## Dataset entries
• • •

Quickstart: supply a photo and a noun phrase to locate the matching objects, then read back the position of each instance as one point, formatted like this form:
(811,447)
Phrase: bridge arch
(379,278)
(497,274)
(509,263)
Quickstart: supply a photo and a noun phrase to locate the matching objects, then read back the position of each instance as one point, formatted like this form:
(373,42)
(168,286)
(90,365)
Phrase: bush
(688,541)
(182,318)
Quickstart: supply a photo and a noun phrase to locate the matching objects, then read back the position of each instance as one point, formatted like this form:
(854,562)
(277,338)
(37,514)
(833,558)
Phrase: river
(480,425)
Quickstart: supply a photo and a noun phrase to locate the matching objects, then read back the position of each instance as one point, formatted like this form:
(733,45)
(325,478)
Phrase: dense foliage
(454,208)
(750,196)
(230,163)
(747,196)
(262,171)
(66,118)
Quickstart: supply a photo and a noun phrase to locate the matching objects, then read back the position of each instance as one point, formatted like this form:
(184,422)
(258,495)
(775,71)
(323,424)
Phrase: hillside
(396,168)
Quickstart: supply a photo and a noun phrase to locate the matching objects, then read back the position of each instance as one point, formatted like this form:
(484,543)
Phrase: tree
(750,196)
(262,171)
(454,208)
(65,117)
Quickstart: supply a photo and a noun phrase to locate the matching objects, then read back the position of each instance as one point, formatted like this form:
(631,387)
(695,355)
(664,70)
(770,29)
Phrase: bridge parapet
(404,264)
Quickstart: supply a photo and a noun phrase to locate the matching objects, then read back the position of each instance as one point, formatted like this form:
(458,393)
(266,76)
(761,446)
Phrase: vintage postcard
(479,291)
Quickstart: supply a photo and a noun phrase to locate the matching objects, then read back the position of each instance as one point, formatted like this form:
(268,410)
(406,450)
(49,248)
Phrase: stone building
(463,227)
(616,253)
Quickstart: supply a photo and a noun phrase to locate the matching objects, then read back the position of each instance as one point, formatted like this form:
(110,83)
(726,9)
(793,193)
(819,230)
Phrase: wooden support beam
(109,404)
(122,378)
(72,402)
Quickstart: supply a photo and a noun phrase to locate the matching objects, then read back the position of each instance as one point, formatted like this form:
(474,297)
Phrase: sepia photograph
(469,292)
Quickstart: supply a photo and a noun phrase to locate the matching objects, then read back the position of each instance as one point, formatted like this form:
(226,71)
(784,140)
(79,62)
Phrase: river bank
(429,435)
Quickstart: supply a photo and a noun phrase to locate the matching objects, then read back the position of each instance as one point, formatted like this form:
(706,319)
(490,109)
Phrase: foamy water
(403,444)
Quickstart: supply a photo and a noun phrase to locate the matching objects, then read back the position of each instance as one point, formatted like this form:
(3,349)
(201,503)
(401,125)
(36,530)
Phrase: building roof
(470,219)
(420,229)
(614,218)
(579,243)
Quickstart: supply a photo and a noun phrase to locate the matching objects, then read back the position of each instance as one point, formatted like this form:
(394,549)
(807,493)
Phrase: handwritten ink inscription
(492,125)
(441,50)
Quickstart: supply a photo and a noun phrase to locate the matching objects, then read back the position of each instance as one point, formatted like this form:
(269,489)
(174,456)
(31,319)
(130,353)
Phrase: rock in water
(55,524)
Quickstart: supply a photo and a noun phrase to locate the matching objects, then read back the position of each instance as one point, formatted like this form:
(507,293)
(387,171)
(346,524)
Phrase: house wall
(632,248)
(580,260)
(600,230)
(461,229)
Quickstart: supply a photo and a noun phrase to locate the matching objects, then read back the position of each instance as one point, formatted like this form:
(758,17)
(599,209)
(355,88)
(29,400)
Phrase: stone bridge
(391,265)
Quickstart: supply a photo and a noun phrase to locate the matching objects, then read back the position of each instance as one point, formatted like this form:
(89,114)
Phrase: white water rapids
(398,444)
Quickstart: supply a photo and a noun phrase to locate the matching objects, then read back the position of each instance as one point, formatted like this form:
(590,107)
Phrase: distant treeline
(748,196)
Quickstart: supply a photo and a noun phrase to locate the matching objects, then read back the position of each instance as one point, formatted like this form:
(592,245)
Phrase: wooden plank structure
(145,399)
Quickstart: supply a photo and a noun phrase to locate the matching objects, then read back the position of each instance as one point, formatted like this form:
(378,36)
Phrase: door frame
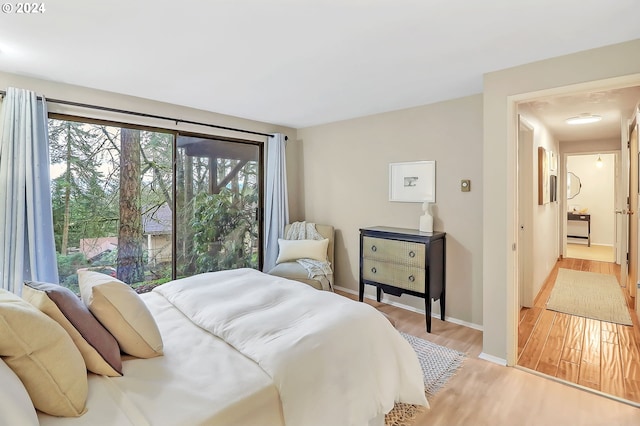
(525,211)
(564,202)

• • •

Please set down the lines above word for word and leave out the pictures.

## ANSWER TO THIS TASK
Quickstart: supply a photo and a noun phrase to locate the matching objects, then read back the position of each instance as one point, formatted like this form:
(811,447)
Phrase: bridge arch
(379,278)
(497,274)
(509,263)
Quickstart: supply a photo and a noun phrase to locate the matching objects, then read back the position of each instance as one point, formatted like this form:
(373,42)
(168,286)
(90,365)
Phrase: bush
(688,541)
(182,318)
Quickstart: supply a photo and a noun phrase to locate the matching objects, then read back the position of each instance as one point, formatted like this form:
(854,562)
(277,338)
(37,514)
(833,558)
Phrase: river
(480,425)
Quickstart: supply a photo and a noun phrase to locate the matching objects, then read back the position of each instance as one point, formatted like this form:
(733,45)
(325,478)
Phrase: dense foliage
(454,208)
(750,196)
(230,163)
(747,196)
(262,171)
(66,118)
Quickstart: supply a photo and a noun phrase to locate the matching objects, then read back the position of each instance as one point, formatted like this form:
(184,422)
(258,495)
(775,71)
(323,424)
Phrase: hillside
(396,168)
Quickstart: supply a photo and a noun phrase to locate the matching objects, then read back the position of each instance as one point, formatted like this form:
(484,543)
Phrase: tree
(750,196)
(262,171)
(454,208)
(65,117)
Quickstart: supply a photo and a noun phrase to locate the matching objects, then read back the position of each instance as one point, formatted like this form:
(631,387)
(695,355)
(664,70)
(770,29)
Phrase: bridge parapet
(404,264)
Quickstart: supply a photo and a noun phrase to locate the matching objects, then read back the position of each instance as one point, formatted like this form:
(458,393)
(266,76)
(761,446)
Phrase: vintage postcard
(479,291)
Quickstart: supply a photo and a noun phrase to locate the matching objects, then read back the position of each instance as one point, formatted like this form:
(268,410)
(406,450)
(49,248)
Phrase: stone building
(463,227)
(616,253)
Quickstart: supply a photo and a noun phrase to locate the matching objects, then read back the position of each instance as one point, formatted like this form:
(110,83)
(726,9)
(793,193)
(819,230)
Phrase: wooden support beam
(109,404)
(122,378)
(72,402)
Quickstart: supply a photo and a noun phrase to locate the matching objects, then read back the position of each instance as one point, formatted like this form:
(474,297)
Phrase: sepia photograph
(469,292)
Quickstart: supply a photo and a noun phrase to locate the matching objects, then read back the position of each instance as one point, formatted like this form:
(226,71)
(784,140)
(79,62)
Phrase: river bank
(429,435)
Quickstart: supply a photo and a noun phrase to locate the matching objects, then read back the position of each instance as one point, formatted like this form:
(706,319)
(490,109)
Phrase: foamy water
(403,444)
Quickstart: supply a photo and a noun phrase to locate the matching objects, then read back the position of each instance as one point, formatted like this form:
(3,349)
(201,503)
(401,125)
(36,530)
Phrase: building roof
(470,219)
(420,229)
(614,218)
(579,243)
Quickstart: supply a photo and a noun phrase to locate the matching objects, then read back the position of each instance as one point, formatted like this form:
(394,549)
(807,493)
Phrase: handwritten ink inscription
(492,125)
(441,50)
Quickstart: supply a photo and a noun phrase to locate the matching objects, then read back the position of each instance as one point, formatted like this form:
(269,489)
(174,456)
(31,319)
(130,353)
Phrase: rock in water
(55,524)
Quickstart: supply a photo and a noun phrase to locate the matching objects, then read back the position of each instance as one point, formatted like this form:
(507,293)
(387,171)
(346,524)
Phrase: house wall
(632,248)
(580,260)
(600,230)
(461,229)
Quickstart: supply a photo and a noun phrase to locate the matching objects, then read back the position of each instance as one point, formatted like this form:
(758,17)
(599,209)
(355,88)
(29,400)
Phrase: stone bridge
(391,265)
Quickstart: supply a photo and a noun phrase to locate the matching objects, then read back the position of each instance as one point, formatted like this form:
(89,114)
Phrase: white water rapids
(398,444)
Quickstart: supply a photo and a noun phrase to locate the matching objects, then read back the position of each instance as one point, formatted like this form:
(590,107)
Phrase: distant treeline
(748,196)
Quickstart: supply a photo and a noun phrase to locate the matching objects, then read back the position of each instance as one point, formatted like this form:
(592,245)
Phrase: wooden plank structure
(145,399)
Quickstart: supply a photo and a noun phrase to locate the matching objects, then read back the position of each instance as one point, formatted like this form:
(378,36)
Phrase: door frame
(525,211)
(564,202)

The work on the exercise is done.